=== Activity ===
Copy all the entries below exactly, but not the pictures.

=== Provided information ===
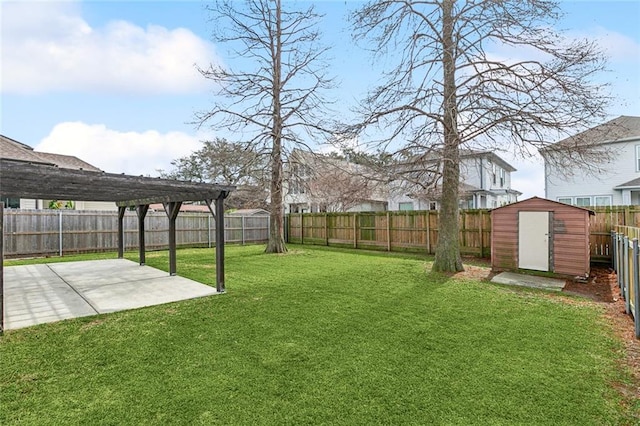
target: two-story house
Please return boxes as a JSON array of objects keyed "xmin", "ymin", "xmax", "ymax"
[
  {"xmin": 284, "ymin": 148, "xmax": 520, "ymax": 213},
  {"xmin": 387, "ymin": 150, "xmax": 521, "ymax": 211},
  {"xmin": 284, "ymin": 149, "xmax": 388, "ymax": 213},
  {"xmin": 542, "ymin": 116, "xmax": 640, "ymax": 207},
  {"xmin": 1, "ymin": 134, "xmax": 117, "ymax": 210}
]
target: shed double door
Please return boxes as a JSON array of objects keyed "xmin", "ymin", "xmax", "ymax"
[{"xmin": 518, "ymin": 211, "xmax": 550, "ymax": 271}]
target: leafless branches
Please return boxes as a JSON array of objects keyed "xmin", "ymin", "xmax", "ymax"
[
  {"xmin": 351, "ymin": 0, "xmax": 610, "ymax": 271},
  {"xmin": 195, "ymin": 0, "xmax": 335, "ymax": 252}
]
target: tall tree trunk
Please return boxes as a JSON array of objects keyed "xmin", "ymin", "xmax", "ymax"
[
  {"xmin": 265, "ymin": 0, "xmax": 287, "ymax": 253},
  {"xmin": 433, "ymin": 0, "xmax": 463, "ymax": 272}
]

=== Answer ===
target: two-story house
Please return boxes as a JSON array of objects keyed "xmin", "ymin", "xmax", "ymax"
[
  {"xmin": 284, "ymin": 148, "xmax": 520, "ymax": 213},
  {"xmin": 387, "ymin": 150, "xmax": 521, "ymax": 211},
  {"xmin": 284, "ymin": 149, "xmax": 388, "ymax": 213},
  {"xmin": 542, "ymin": 116, "xmax": 640, "ymax": 207},
  {"xmin": 1, "ymin": 134, "xmax": 117, "ymax": 210}
]
target: shed double door
Please return boxes as a JSON array of objects keyed "xmin", "ymin", "xmax", "ymax"
[{"xmin": 518, "ymin": 211, "xmax": 550, "ymax": 271}]
target: leafless branches
Please return boxes as a JSON array of objects keyed "xmin", "ymin", "xmax", "ymax"
[
  {"xmin": 351, "ymin": 0, "xmax": 610, "ymax": 271},
  {"xmin": 195, "ymin": 0, "xmax": 335, "ymax": 252}
]
target: tall tree trunk
Please return boxes as a JSON array of objects keyed "xmin", "ymin", "xmax", "ymax"
[
  {"xmin": 265, "ymin": 0, "xmax": 287, "ymax": 253},
  {"xmin": 433, "ymin": 0, "xmax": 463, "ymax": 272}
]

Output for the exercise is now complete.